[Extract]:
Early martyrologies indicate that two liturgical feasts were celebrated in Rome, centuries before the time of Charles the Bald, in honour of earlier chairs associated with Saint Peter, one of which was kept in the baptismal chapel of Old St. Peter's Basilica, the other at the catacomb of Priscilla. The dates of these celebrations were 18 January and 22 February. No surviving chair has been identified with either of these chairs. The feasts thus became associated with an abstract understanding of the "Chair of Peter", which by synecdoche signifies the episcopal office of the Pope as Bishop of Rome, an office considered to have been first held by Saint Peter, and thus extended to the diocese, the See of Rome.

According to historian Anton de Waal, although both feasts were originally associated with Saint Peter's stay in Rome, the ninth-century form of the Martyrologium Hieronymianum associated the January 18 feast with his stay in Rome, and the 22 February feast with his stay at Antioch. The two feasts were included in the Tridentine calendar with the rank of Double, which Pope Clement VIII raised in 1604 to the newly invented rank of Greater Double.

In 1960 Pope John XXIII deleted the January 18 feast from the General Roman Calendar, along with seven other feast days that were duplicate feasts of a single saint or mystery. The 22 February celebration became a Second-Class Feast. This calendar was incorporated in the 1962 Roman Missal of Pope John XXIII, whose continued use Pope Benedict XVI authorized under the conditions indicated in his motu proprio Summorum Pontificum. Traditionalist Catholics who use older calendars continue to celebrate both feast days: Saint Peter's Chair at Rome on 18 January and the Chair of Saint Peter at Antioch on 22 February.

In the new classification of holy days introduced in 1969, the 22 February celebration has the rank of Feast.

[What you will do]: According to the passage on the Chair of Saint Peter feasts, to what rank did Pope Clement VIII raise the two feasts in 1604? The rows that come next have no connection to the passage on the Chair of Saint Peter feasts.

Referring expression data
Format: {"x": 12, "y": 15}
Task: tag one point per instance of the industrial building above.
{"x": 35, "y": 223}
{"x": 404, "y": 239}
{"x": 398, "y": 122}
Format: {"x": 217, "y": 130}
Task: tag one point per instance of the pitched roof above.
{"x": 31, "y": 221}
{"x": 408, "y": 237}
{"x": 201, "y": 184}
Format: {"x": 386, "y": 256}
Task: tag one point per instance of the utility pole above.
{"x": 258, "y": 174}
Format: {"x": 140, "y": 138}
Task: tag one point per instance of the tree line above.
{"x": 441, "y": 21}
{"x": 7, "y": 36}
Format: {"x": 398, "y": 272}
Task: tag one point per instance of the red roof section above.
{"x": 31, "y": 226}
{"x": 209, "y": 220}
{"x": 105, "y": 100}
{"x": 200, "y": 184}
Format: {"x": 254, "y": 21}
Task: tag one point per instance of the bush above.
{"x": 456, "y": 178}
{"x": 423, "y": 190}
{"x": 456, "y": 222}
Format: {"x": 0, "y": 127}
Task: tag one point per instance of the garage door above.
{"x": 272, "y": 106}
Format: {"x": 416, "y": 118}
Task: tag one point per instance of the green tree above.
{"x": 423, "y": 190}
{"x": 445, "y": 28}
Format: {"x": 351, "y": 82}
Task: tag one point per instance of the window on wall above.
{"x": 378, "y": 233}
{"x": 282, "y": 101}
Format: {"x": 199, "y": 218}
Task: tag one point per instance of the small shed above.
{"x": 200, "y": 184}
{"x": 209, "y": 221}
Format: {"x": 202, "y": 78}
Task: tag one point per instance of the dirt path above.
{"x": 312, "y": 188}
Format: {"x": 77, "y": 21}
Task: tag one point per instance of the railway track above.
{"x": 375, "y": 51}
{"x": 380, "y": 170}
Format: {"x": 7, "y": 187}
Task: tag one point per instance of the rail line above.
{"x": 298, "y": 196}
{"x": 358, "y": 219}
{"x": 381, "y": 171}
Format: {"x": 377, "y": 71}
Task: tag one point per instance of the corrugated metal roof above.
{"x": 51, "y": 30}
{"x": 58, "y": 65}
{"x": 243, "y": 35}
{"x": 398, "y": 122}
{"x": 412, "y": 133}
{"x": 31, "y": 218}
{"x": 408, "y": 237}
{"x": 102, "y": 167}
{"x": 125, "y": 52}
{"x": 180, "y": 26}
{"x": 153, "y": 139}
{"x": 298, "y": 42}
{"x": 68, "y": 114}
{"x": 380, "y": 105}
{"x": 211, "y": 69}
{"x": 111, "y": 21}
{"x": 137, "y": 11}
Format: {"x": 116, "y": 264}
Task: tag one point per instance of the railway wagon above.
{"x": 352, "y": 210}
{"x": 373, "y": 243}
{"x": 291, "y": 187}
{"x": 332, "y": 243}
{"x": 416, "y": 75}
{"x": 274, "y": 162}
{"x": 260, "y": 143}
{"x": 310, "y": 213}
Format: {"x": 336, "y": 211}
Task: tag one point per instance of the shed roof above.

[Answer]: The newly invented rank of Greater Double.